─── SOURCE TEXT ───
Narayan v Police
[2012] NZHC 988
•11 May 2012
IN THE HIGH COURT OF NEW ZEALAND BLENHEIM REGISTRY
CRI-2012-406-009 [2012] NZHC 988
WALTER FREDERICK NARAYAN
v
NEW ZEALAND POLICE
Hearing: 10 May 2012
Counsel: J Holdaway for Appellant
J Webber for Crown
Judgment: 11 May 2012
In accordance with r 11.5, I direct the Registrar to endorse this judgment with the delivery time of 2:00pm on the 11th May 2012.
JUDGMENT OF WILLIAMS J
[1] On 10 May, having heard from counsel, I allowed this appeal with reasons to follow. Here are those reasons.
[2] On 5 March, Judge Russell sentenced Walter Narayan to a total of 14 months’
imprisonment on three counts – two of breaching protection orders and one of wilful damage. He appeals, arguing that this sentence was manifestly excessive.
WALTER FREDERICK NARAYAN V NEW ZEALAND POLICE HC BLE CRI-2012-406-009 [11 May 2012]
[3] The breach of protection offences were against Mr Narayan’s partner. They had been in an on again and off again relationship for 10 years. They have four children together. She obtained a temporary protection order against him on
1 November 2012. A month and a half later, late at night on 21 December 2012, the appellant appeared outside her address, banging very loudly on the door. He woke his daughters and the police were called. The police located the appellant down the street. He initially denied the offending. When eventually put in the police car, he kicked the centre console and smashed a window with his elbow – this incident is reflected in the wilful damage count.
───
■ **STATED EXERCISE A**: Tally the lines in the rows below that contain the word "cabinet". Give only the number.
The court judgment above has no connection to the rows that come next.
─── ITEMS ───
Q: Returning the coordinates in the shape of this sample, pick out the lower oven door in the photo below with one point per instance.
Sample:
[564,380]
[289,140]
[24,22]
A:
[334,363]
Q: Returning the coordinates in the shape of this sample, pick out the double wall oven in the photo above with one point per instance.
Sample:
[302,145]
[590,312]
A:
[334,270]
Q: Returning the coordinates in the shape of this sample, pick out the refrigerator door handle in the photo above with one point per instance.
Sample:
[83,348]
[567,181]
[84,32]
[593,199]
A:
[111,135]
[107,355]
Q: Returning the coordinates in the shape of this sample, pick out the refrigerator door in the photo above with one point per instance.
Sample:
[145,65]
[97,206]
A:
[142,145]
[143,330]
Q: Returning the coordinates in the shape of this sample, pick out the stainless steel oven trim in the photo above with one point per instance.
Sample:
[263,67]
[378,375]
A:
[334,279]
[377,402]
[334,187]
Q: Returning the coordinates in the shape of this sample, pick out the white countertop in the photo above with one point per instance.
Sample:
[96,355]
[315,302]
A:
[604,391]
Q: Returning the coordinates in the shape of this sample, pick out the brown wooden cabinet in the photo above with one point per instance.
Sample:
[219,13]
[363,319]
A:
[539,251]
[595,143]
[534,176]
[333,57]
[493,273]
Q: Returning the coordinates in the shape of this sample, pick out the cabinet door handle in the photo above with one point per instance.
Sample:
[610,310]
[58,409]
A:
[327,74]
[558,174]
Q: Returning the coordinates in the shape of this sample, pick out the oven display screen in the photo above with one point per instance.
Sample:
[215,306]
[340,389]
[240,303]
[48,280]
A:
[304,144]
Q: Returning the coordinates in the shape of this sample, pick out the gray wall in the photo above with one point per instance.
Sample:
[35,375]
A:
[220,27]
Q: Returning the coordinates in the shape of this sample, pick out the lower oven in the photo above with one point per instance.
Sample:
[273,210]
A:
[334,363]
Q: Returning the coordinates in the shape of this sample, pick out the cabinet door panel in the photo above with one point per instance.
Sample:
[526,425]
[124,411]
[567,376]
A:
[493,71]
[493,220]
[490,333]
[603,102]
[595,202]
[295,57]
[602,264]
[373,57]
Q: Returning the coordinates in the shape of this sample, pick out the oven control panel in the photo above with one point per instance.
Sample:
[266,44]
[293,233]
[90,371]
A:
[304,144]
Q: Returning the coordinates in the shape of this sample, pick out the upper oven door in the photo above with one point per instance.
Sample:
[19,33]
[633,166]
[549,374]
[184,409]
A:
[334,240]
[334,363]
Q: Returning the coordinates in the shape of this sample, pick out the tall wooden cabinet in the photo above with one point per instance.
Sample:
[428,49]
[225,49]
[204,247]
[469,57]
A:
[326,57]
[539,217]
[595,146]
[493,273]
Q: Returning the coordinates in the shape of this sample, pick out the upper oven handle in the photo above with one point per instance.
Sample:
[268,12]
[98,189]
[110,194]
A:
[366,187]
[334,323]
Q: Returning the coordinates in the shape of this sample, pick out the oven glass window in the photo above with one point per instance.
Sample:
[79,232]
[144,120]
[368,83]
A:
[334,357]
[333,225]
───
■ **STATED EXERCISE B**: Write out, word for word, the part of the court judgment that opens with the words "Narayan v Police" and closes with "11th May 2012.".

■ **EXERCISE RESPONSE A**: 4

■ **EXERCISE RESPONSE B**:
Narayan v Police
[2012] NZHC 988
•11 May 2012
IN THE HIGH COURT OF NEW ZEALAND BLENHEIM REGISTRY
CRI-2012-406-009 [2012] NZHC 988
WALTER FREDERICK NARAYAN
v
NEW ZEALAND POLICE
Hearing: 10 May 2012
Counsel: J Holdaway for Appellant
J Webber for Crown
Judgment: 11 May 2012
In accordance with r 11.5, I direct the Registrar to endorse this judgment with the delivery time of 2:00pm on the 11th May 2012.